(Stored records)
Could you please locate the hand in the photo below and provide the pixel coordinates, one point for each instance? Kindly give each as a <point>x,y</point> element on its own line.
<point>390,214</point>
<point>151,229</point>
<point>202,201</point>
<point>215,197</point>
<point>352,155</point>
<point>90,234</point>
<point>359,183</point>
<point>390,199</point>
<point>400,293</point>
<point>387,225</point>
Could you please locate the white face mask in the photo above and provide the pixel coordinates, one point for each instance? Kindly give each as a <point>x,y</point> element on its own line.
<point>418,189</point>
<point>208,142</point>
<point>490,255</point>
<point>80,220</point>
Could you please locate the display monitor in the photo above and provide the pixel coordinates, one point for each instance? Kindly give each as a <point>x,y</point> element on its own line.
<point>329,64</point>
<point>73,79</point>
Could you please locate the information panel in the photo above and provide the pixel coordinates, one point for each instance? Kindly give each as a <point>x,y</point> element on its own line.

*Work required*:
Print every record above exactly as written.

*Response for this exercise*:
Could you please locate the hand in the photo below and provide the pixel coordinates, one point for each instance? Kindly give each as a <point>x,y</point> element on its own line.
<point>390,214</point>
<point>151,229</point>
<point>202,201</point>
<point>215,197</point>
<point>352,155</point>
<point>90,234</point>
<point>359,183</point>
<point>390,199</point>
<point>400,293</point>
<point>387,225</point>
Could you please locate the white face mask in the photo above and provide the pixel coordinates, one point for each instance? Kindly give each as a <point>x,y</point> element on its own line.
<point>418,189</point>
<point>208,142</point>
<point>490,255</point>
<point>80,220</point>
Could you please locate the display monitor in the photo above and provide the pixel coordinates, one point for each instance? Kindly give each as a <point>x,y</point> element on its own line.
<point>329,64</point>
<point>73,79</point>
Could you please locate the information panel in the photo above and provide the pixel coordinates, one point for each instance? Kindly give each as a <point>x,y</point> element on its own line.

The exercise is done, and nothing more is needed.